Stated problem: Could you print every one of the records below line for line, without changing a single character?

## BEGIN Extracted material

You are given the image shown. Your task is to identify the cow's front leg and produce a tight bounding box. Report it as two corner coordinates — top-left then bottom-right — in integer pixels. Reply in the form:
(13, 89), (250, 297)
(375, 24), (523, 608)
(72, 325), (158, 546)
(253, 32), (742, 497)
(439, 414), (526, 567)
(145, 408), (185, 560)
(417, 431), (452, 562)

## END Extracted material

Result:
You are given the image shown. Your task is to identify the cow's front leg and produce a tight bounding box. Report it as two corner coordinates — top-left then bottom-right — in integer pixels. Reply in the form:
(13, 89), (250, 297)
(375, 24), (523, 608)
(72, 325), (158, 546)
(253, 32), (742, 497)
(439, 414), (526, 567)
(145, 408), (185, 560)
(417, 431), (452, 562)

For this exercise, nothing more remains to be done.